* [WHAT THE EXERCISE ASKS] Copy the part of the forum thread below that opens with the words containing "if yes: will" and closes with "with popular culture.", substituting "punk rock" for "indie rock".

* [READING TEXT]
◇ ◇ ◇
M Matos (M Matos), Saturday, 19 July 2003 06:21 (twenty-two years ago)

why is it impossible?

James Blount (James Blount), Saturday, 19 July 2003 06:21 (twenty-two years ago)

WOW!!! d k IS nu-ilm!

M Matos (M Matos), Saturday, 19 July 2003 06:21 (twenty-two years ago)

everyone I know to thread!

M Matos (M Matos), Saturday, 19 July 2003 06:22 (twenty-two years ago)

do I need to list every Gerard Cosloy top ten list ever or Stephen Malkmus or gasp Sonic Youth? or are they not indie anymore, unless you're being ironic?

James Blount (James Blount), Saturday, 19 July 2003 06:22 (twenty-two years ago)

and you guys are nu-cocks

oops (Oops), Saturday, 19 July 2003 06:22 (twenty-two years ago)

can I frame that statement? that's the most priceless thing I've ever read on this board!

M Matos (M Matos), Saturday, 19 July 2003 06:22 (twenty-two years ago)

why is that oops?

James Blount (James Blount), Saturday, 19 July 2003 06:23 (twenty-two years ago)

oops in pot-meets-kettle shockah!

M Matos (M Matos), Saturday, 19 July 2003 06:23 (twenty-two years ago)

I mean if I don't understand what someone is saying or what they mean why is it unfair to say "come again" and how is it not incredibly rude to not respond?

James Blount (James Blount), Saturday, 19 July 2003 06:24 (twenty-two years ago)

oop - do you understand what he means?

James Blount (James Blount), Saturday, 19 July 2003 06:24 (twenty-two years ago)

if yes: will you tell me?
if no: why the fuss?

James Blount (James Blount), Saturday, 19 July 2003 06:24 (twenty-two years ago)

wow. you've gotta be fucking kidding me. please please be.

g--ff c-nn-n (gcannon), Saturday, 19 July 2003 06:25 (twenty-two years ago)

(big x-p there, to dk obv)

g--ff c-nn-n (gcannon), Saturday, 19 July 2003 06:25 (twenty-two years ago)

No one who has heard Bee Thousand can ever genuinely appreciate a major studio romantic comedy. No one who owns a Pavement t-shirt can ever laugh at their TV again. No one who listens to indie rock is capable of engaging with popular culture.
◇ ◇ ◇
* [RECORD EXCERPTS]
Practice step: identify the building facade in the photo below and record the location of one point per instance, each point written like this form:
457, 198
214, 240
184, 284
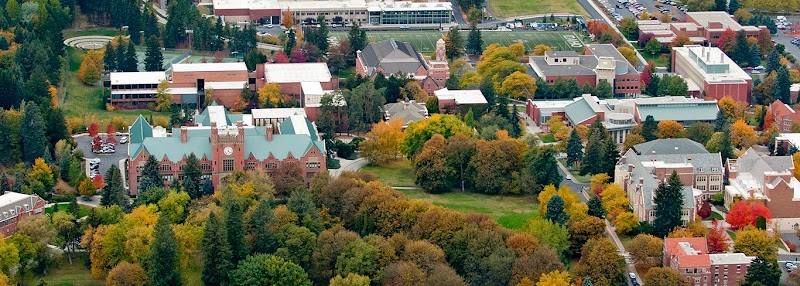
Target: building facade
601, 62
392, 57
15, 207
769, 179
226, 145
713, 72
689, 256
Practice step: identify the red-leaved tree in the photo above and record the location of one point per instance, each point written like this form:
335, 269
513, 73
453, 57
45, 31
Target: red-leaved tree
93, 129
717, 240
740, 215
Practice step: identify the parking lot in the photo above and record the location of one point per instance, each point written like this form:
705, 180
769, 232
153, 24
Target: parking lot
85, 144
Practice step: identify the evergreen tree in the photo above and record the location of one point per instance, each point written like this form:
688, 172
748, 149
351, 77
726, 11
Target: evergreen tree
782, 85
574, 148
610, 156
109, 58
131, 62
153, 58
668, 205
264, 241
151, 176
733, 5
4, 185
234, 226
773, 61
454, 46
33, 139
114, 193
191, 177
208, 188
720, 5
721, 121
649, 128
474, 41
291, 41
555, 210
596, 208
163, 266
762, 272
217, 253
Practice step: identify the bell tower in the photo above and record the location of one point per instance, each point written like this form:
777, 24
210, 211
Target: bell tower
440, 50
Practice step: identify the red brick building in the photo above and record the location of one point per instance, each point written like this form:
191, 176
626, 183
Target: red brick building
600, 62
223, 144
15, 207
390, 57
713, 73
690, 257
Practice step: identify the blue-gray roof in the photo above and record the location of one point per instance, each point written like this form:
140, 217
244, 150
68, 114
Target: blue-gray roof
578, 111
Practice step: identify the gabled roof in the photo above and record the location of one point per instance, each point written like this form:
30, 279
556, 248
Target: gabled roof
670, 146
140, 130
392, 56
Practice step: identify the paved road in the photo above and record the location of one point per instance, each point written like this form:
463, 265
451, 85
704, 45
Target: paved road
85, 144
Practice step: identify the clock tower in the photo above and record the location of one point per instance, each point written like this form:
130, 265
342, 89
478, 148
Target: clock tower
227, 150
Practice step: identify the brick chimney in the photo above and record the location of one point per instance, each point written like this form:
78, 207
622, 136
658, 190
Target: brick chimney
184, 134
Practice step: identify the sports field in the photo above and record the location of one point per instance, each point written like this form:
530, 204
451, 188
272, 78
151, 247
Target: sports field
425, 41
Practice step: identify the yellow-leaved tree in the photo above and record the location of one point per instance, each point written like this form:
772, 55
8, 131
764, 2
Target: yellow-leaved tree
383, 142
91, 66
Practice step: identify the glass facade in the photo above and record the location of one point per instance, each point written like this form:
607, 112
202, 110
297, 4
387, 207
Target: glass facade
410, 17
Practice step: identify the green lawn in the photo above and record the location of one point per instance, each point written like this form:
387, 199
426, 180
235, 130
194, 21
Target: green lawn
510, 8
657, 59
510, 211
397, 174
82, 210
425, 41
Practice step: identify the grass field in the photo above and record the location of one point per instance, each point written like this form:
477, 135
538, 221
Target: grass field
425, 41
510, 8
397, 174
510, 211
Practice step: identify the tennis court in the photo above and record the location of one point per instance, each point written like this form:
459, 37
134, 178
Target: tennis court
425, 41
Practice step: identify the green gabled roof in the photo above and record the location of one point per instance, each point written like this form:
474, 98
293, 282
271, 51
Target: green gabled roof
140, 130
◇ ◇ ◇
* [OUTPUT FOR THIS EXERCISE]
if yes: will you tell me?
if no: why the fuss?

James Blount (James Blount), Saturday, 19 July 2003 06:24 (twenty-two years ago)

wow. you've gotta be fucking kidding me. please please be.

g--ff c-nn-n (gcannon), Saturday, 19 July 2003 06:25 (twenty-two years ago)

(big x-p there, to dk obv)

g--ff c-nn-n (gcannon), Saturday, 19 July 2003 06:25 (twenty-two years ago)

No one who has heard Bee Thousand can ever genuinely appreciate a major studio romantic comedy. No one who owns a Pavement t-shirt can ever laugh at their TV again. No one who listens to punk rock is capable of engaging with popular culture.